- _INSTRUCTION_: Output the part of the YouTube Shorts article below word for word, starting at "The division of" and ending after "a current figure.".

- _PAGE EXTRACT_:
.....
Social media

YouTube Shorts takes on TikTok in battle for younger users


YouTube is offering new financial incentives to content creators in an effort to lure them away from fast-growing rival TikTok, as the social media rivals battle over new, younger users amid a slowdown in digital advertising.

The division of Google parent Alphabet will on Wednesday introduce a new revenue share scheme on Shorts, its short-form clips offering, allowing creators to take a cut of advertising profits from their videos.

YouTube has been heavily promoting Shorts, which was launched in 2020 to compete against the popularity of TikTok with Gen Z users. This has seen YouTube, which was launched in 2005, roll out ads on Shorts in September last year.

Nicky Rettke, vice-president of product management at YouTube, told the Financial Times that the short-form clips feature had grown quickly over the past two years.

Shorts has hit more than 1.5bn monthly logged-in viewers — representing three-quarters of the platform’s overall viewer base — and more than the 1bn overall users that TikTok last disclosed in September 2021. TikTok declined to give a current figure.

Nicky Rettke, YouTube executive
Nicky Rettke, vice-president of product management at YouTube, said: ‘We have seen more viewer growth with Shorts, and that creates more inventory for us and more opportunity for advertisers’ © Weinberg-Clark/YouTube

Rettke said this growth had also led to a rise in the number of creators using the platform for the first time who have drawn in new, younger audiences.

“We have seen more viewer growth with Shorts, and that creates more inventory for us and more opportunity for advertisers,” she added.

YouTube’s move comes as social media platforms are under pressure to attract new advertising revenue amid a slowdown in marketing spend and a downturn in the broader tech market. Alphabet has announced it is cutting 12,000 jobs across the company, joining Big Tech groups such as Meta, Amazon and Microsoft, which have sought to cut costs in response to an industry downturn.

The downward trend has led social media networks to battle to win over creators who make content. Instagram also launched a short-form offering called Reels to capitalise on the hype for so-called “snackable content”.

In its third-quarter earnings in October, YouTube revenues fell 2 per cent to $7.1bn, versus analysts’ expectations for an increase of 4.4 per cent. It was the first decline in YouTube ad sales since the company started reporting its performance separately in 2020.

By contrast, TikTok is growing fast. People familiar with it operations have said its global revenue for 2022 is estimated to have been around $10bn and is offering advertising at cheaper rates than its rivals. TikTok said its format serves “short-form, digestible content that is relevant and entertaining”.

YouTube has been betting on attracting new creators through its Shorts offering, with the hope they will also be incentivised to experiment with other formats such as longer-form videos. Longer videos can also host more ads, providing more revenue for both the platform and creators.
.....
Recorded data

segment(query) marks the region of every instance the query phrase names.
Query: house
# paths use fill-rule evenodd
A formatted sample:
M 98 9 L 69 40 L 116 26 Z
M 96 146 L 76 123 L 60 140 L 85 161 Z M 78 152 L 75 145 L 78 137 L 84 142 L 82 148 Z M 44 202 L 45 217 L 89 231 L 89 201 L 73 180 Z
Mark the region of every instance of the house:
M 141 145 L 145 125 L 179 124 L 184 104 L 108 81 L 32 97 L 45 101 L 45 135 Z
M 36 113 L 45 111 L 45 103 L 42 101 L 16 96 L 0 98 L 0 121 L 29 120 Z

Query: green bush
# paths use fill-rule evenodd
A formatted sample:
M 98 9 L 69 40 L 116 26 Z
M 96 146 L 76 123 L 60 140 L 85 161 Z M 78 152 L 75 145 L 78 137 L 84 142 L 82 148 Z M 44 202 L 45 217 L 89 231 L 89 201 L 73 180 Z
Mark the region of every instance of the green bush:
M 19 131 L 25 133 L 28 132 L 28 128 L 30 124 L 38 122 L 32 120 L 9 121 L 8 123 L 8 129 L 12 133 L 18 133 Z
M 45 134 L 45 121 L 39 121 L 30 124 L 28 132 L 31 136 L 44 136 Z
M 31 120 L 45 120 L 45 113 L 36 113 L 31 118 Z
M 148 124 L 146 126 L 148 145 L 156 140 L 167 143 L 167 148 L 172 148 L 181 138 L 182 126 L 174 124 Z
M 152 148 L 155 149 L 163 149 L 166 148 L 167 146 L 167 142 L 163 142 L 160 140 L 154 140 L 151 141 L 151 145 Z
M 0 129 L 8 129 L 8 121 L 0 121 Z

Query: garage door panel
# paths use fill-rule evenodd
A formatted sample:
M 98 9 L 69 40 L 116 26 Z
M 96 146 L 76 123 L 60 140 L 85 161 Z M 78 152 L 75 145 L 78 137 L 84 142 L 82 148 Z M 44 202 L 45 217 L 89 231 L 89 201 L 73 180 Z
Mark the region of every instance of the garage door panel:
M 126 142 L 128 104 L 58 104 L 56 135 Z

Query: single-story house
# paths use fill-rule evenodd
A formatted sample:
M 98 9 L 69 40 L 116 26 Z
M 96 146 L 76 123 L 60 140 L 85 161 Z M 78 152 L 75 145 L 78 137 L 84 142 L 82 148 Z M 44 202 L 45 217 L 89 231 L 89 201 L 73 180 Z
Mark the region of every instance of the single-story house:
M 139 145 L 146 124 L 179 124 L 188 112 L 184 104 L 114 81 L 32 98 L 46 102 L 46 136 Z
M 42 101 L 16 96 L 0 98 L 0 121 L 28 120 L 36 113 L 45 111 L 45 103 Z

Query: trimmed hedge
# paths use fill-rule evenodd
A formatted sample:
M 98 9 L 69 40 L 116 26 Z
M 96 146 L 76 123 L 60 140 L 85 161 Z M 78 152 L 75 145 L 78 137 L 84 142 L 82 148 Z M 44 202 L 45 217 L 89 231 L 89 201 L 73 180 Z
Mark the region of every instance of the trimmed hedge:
.....
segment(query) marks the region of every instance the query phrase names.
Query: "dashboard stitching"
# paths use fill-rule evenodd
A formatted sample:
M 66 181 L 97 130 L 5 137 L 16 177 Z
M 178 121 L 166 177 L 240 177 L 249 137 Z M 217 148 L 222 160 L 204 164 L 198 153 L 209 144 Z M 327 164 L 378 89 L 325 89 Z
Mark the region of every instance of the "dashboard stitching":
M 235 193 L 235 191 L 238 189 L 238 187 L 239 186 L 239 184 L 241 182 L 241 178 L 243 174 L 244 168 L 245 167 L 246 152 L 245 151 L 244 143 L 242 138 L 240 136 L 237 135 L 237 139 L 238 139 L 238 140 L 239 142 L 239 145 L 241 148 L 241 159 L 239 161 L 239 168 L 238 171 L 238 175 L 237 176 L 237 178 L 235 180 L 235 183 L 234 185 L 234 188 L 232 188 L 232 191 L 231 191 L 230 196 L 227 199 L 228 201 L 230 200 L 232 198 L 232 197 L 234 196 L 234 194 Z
.....
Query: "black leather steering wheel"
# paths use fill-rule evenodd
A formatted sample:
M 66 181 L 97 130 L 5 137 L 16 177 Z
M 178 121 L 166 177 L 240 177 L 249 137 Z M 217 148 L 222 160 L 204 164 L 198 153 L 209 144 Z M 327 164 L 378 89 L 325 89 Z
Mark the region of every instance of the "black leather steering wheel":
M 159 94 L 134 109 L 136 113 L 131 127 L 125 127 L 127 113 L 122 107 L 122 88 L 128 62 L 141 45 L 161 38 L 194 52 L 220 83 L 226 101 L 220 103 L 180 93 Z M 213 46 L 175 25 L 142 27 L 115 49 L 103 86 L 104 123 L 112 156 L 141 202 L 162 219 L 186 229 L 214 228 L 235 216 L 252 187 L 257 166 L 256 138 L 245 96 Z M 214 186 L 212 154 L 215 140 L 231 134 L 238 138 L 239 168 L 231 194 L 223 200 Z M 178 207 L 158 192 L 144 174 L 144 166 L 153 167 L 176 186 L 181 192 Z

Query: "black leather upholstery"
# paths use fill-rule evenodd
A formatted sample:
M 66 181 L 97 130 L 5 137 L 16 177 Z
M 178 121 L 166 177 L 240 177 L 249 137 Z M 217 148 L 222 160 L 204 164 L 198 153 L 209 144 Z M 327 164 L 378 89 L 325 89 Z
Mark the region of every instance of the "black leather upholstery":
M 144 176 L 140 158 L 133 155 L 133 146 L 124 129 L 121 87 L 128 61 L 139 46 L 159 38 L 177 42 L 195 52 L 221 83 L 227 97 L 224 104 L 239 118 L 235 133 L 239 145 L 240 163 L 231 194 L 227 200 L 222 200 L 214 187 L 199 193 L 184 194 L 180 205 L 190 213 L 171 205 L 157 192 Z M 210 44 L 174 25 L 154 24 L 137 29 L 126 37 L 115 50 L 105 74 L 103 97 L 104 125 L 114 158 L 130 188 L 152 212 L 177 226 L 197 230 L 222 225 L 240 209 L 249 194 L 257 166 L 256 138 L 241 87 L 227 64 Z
.....
- _REPLY_:
The division of Google parent Alphabet will on Wednesday introduce a new revenue share scheme on Shorts, its short-form clips offering, allowing creators to take a cut of advertising profits from their videos.

YouTube has been heavily promoting Shorts, which was launched in 2020 to compete against the popularity of TikTok with Gen Z users. This has seen YouTube, which was launched in 2005, roll out ads on Shorts in September last year.

Nicky Rettke, vice-president of product management at YouTube, told the Financial Times that the short-form clips feature had grown quickly over the past two years.

Shorts has hit more than 1.5bn monthly logged-in viewers — representing three-quarters of the platform’s overall viewer base — and more than the 1bn overall users that TikTok last disclosed in September 2021. TikTok declined to give a current figure.